--- RECORD EXTRACTS ---
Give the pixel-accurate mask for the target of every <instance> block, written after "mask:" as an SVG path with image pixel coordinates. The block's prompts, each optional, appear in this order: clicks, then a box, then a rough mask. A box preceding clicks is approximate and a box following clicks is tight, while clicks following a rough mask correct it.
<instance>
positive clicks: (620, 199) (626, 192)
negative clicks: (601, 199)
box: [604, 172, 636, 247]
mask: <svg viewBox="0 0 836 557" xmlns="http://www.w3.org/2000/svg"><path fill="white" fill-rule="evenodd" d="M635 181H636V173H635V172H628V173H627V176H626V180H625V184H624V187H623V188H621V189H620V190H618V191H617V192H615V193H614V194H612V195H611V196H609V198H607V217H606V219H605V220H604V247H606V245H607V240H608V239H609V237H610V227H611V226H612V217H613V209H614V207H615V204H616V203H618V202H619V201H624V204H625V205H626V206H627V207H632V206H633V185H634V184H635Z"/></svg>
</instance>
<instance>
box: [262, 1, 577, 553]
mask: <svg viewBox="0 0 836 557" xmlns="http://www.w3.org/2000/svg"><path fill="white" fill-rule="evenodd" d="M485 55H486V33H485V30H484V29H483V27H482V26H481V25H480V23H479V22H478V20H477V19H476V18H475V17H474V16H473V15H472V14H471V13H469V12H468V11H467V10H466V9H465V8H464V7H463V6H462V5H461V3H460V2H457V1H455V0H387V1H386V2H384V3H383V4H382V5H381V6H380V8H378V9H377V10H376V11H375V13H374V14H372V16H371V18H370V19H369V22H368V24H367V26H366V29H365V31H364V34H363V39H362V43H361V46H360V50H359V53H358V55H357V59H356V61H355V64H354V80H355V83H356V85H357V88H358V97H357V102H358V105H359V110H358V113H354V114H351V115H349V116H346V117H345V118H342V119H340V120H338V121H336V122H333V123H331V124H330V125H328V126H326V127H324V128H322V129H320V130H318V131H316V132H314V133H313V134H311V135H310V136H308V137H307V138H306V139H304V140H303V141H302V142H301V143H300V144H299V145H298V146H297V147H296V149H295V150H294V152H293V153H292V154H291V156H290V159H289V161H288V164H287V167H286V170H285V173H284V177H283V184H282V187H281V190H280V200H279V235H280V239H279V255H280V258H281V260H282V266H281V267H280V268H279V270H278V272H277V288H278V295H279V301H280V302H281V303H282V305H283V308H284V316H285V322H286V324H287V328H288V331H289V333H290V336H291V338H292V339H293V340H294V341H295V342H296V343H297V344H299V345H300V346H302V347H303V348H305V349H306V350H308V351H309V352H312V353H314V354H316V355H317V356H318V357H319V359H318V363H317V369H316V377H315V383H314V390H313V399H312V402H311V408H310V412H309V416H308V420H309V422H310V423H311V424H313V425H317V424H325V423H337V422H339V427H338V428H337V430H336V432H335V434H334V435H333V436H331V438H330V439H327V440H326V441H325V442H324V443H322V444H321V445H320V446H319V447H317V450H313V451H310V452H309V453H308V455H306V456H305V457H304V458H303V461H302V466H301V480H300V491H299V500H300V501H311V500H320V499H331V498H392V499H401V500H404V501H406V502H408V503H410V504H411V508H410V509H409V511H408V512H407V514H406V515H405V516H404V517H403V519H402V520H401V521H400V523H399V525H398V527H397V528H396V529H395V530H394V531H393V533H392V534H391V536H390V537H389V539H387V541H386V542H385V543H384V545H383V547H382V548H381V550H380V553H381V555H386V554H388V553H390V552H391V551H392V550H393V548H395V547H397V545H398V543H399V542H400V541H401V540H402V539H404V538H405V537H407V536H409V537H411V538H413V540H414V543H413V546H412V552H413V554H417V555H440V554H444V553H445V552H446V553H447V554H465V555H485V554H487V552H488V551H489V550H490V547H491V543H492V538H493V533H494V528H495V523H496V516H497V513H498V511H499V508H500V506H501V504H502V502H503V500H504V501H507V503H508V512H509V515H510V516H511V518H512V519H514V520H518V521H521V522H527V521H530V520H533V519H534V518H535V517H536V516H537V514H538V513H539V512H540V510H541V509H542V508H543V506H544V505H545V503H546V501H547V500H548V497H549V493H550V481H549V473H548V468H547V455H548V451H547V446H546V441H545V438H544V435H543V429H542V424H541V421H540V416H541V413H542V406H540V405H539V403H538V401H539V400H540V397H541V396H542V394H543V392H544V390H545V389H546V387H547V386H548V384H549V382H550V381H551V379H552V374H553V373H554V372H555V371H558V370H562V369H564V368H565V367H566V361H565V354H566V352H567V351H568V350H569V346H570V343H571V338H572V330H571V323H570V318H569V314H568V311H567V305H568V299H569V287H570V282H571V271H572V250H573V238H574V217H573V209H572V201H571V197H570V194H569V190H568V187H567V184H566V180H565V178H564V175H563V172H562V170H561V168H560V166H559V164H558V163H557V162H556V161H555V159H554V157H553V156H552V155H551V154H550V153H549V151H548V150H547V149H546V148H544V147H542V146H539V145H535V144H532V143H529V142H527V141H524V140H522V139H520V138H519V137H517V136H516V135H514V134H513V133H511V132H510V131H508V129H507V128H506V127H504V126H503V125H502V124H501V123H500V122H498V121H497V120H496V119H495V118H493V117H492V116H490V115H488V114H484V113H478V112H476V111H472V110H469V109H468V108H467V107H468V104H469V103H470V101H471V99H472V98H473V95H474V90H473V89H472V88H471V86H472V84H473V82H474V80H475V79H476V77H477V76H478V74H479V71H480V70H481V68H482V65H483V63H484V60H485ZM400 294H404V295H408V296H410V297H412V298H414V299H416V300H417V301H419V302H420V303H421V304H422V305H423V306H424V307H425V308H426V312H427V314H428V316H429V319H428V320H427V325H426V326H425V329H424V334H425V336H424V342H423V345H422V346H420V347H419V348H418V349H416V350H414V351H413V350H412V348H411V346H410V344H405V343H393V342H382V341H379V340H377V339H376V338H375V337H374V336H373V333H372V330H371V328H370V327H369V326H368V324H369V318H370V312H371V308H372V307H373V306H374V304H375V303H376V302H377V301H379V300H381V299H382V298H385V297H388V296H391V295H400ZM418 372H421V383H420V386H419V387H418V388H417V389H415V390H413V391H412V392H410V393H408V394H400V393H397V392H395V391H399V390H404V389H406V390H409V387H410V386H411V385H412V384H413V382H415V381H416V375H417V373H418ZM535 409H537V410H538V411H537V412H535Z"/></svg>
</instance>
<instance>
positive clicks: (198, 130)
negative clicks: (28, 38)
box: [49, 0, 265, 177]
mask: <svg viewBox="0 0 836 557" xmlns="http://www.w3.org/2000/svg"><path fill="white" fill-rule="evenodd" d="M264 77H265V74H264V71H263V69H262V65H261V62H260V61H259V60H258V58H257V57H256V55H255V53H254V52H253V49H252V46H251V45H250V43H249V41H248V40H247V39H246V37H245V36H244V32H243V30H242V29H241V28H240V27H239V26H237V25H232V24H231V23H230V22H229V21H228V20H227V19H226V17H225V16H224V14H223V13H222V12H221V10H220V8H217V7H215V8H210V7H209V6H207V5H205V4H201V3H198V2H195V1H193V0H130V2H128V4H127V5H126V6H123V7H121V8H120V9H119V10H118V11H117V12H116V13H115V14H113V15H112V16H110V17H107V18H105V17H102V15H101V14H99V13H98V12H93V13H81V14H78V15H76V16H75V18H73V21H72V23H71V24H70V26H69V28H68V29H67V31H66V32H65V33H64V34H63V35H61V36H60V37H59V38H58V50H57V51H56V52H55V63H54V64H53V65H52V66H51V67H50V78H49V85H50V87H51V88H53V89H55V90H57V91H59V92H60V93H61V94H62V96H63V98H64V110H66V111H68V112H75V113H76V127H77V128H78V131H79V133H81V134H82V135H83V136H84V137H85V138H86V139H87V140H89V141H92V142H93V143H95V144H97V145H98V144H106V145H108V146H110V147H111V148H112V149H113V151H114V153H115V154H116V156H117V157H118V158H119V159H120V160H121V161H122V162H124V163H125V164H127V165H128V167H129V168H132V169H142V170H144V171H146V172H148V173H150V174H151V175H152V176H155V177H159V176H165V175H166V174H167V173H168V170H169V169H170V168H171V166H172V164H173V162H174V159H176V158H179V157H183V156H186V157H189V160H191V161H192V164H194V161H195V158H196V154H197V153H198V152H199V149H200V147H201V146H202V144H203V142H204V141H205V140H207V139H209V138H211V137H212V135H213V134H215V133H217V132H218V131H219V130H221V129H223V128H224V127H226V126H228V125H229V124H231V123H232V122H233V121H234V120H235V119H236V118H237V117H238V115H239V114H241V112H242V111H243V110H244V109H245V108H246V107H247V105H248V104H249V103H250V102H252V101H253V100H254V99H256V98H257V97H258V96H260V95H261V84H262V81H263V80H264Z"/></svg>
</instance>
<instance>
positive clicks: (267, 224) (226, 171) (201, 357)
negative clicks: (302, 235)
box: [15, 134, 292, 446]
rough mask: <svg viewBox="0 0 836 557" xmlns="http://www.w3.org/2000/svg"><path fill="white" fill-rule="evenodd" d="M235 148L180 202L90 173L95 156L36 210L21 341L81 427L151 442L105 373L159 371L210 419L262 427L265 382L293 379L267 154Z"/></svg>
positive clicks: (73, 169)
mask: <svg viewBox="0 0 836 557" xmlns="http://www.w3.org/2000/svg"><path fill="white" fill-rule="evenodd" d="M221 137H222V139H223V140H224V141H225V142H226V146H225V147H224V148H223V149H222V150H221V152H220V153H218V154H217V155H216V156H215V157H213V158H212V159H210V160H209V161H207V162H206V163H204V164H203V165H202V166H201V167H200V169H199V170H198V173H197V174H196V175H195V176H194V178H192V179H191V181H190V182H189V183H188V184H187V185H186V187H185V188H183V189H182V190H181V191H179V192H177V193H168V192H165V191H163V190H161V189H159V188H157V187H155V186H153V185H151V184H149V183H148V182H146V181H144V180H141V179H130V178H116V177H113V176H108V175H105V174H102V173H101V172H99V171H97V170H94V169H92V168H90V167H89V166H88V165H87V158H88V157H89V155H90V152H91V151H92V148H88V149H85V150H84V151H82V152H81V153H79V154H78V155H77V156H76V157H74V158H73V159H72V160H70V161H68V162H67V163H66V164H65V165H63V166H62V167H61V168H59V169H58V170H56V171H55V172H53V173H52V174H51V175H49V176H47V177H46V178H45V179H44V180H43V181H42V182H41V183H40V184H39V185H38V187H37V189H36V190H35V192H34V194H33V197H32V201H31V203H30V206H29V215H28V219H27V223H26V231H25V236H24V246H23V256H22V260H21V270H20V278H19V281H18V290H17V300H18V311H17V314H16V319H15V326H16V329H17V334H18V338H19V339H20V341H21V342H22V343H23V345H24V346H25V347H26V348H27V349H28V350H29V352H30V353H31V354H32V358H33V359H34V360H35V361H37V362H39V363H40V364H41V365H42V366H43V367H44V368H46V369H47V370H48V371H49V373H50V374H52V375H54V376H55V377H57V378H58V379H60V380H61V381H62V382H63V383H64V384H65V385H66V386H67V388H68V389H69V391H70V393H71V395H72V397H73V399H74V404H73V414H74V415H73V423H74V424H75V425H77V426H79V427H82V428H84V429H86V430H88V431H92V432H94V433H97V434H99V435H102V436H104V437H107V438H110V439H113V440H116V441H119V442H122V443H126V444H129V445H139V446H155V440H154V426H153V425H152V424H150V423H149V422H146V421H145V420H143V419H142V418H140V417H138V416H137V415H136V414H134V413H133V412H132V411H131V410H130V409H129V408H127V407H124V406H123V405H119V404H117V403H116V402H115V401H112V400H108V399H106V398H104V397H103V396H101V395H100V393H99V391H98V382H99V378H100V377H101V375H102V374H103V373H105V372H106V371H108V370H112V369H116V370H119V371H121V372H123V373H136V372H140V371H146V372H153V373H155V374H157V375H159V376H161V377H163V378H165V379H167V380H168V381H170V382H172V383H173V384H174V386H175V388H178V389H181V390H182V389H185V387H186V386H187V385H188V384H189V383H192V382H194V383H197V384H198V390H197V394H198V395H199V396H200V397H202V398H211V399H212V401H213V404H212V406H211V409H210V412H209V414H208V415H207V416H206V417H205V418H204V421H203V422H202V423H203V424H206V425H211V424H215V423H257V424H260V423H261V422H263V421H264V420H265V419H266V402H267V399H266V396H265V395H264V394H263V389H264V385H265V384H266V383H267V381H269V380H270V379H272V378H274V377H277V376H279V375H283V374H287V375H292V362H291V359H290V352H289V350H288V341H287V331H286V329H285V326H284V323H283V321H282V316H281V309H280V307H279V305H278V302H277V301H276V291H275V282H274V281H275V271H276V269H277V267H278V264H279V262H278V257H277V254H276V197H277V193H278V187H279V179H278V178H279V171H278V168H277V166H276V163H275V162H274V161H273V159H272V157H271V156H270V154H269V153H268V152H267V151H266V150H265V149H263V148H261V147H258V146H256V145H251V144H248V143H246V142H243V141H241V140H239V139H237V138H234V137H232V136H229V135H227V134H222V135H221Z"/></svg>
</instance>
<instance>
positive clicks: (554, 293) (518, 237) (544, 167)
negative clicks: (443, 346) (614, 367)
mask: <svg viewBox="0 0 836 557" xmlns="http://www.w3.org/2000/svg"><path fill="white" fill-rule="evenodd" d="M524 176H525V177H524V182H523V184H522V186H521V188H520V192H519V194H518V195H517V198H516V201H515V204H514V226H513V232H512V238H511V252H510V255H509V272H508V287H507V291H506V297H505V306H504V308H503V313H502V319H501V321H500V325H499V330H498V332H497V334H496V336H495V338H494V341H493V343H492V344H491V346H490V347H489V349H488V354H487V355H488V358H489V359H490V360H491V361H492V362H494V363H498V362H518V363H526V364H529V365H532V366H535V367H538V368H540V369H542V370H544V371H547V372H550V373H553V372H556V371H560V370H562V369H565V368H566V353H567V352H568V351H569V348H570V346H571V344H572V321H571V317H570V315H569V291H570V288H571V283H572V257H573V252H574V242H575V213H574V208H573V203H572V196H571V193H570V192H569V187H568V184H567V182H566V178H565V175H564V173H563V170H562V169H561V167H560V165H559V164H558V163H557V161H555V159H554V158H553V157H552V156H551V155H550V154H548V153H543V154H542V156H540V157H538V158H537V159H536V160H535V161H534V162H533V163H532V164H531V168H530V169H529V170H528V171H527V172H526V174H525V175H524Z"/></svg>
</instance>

--- EXERCISE REQUIREMENTS ---
Find every line in the records that uses the string "positive", then copy it.

--- ANSWER FOR THIS EXERCISE ---
positive clicks: (620, 199) (626, 192)
positive clicks: (198, 130)
positive clicks: (267, 224) (226, 171) (201, 357)
positive clicks: (73, 169)
positive clicks: (554, 293) (518, 237) (544, 167)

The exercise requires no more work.